--- start ---

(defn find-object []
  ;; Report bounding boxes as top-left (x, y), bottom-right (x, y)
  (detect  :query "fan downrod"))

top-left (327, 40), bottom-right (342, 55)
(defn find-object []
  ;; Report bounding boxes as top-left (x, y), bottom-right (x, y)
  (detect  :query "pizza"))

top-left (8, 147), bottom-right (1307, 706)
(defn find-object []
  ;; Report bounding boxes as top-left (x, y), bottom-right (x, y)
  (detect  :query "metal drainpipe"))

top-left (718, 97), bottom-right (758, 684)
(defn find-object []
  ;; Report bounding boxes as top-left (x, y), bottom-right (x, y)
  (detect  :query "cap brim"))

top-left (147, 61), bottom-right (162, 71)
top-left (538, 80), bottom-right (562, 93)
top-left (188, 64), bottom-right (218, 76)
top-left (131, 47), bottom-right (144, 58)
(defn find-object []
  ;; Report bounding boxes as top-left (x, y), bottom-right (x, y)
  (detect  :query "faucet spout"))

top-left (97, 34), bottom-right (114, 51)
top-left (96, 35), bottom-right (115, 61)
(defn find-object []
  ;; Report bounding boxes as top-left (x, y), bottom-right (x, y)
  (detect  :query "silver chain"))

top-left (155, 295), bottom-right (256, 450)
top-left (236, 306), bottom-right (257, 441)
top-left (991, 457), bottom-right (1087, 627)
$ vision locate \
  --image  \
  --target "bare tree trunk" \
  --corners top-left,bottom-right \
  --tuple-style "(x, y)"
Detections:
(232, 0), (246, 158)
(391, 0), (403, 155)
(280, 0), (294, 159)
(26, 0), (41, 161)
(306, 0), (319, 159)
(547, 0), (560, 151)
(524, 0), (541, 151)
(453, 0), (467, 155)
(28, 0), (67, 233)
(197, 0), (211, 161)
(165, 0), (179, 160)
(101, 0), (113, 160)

--- end ---

Rewrite all the items above, renaming "find-object" to "locate-object" wherever it occurs and leaving every other part unchanged.

(defn locate-object []
  ;; Report bounding boxes as top-left (x, y), bottom-right (x, y)
  (detect  :query "fan downrod"))

top-left (327, 40), bottom-right (342, 55)
(defn locate-object []
  ;; Report bounding boxes as top-left (x, y), bottom-right (x, y)
  (detect  :query "pizza"))

top-left (8, 147), bottom-right (1307, 706)
(defn locate-object []
  ;; Report bounding boxes as top-left (x, y), bottom-right (x, y)
  (detect  :query "metal drainpipe"))

top-left (718, 97), bottom-right (758, 684)
(defn locate-object []
  ;; Report bounding boxes as top-left (x, y), bottom-right (x, y)
  (detect  :query "cap brim"))

top-left (147, 61), bottom-right (162, 71)
top-left (538, 80), bottom-right (562, 93)
top-left (188, 64), bottom-right (218, 76)
top-left (131, 47), bottom-right (144, 58)
(defn locate-object []
  ;; Report bounding boxes as top-left (x, y), bottom-right (x, y)
  (detect  :query "faucet spout"))

top-left (97, 34), bottom-right (114, 51)
top-left (96, 35), bottom-right (115, 61)
(defn locate-object []
  ;; Report bounding boxes as top-left (x, y), bottom-right (x, y)
  (detect  :query "silver chain"))

top-left (155, 295), bottom-right (256, 450)
top-left (236, 306), bottom-right (257, 441)
top-left (991, 457), bottom-right (1087, 627)
$ vision locate \
  --image  \
  --target "bare tree trunk" \
  --corners top-left,bottom-right \
  --tuple-style "(x, y)"
Detections:
(232, 0), (246, 158)
(391, 0), (403, 155)
(280, 0), (294, 159)
(26, 0), (41, 161)
(306, 0), (319, 159)
(547, 0), (560, 151)
(524, 0), (541, 151)
(453, 0), (467, 155)
(28, 0), (67, 233)
(197, 0), (211, 161)
(165, 0), (179, 160)
(101, 0), (113, 160)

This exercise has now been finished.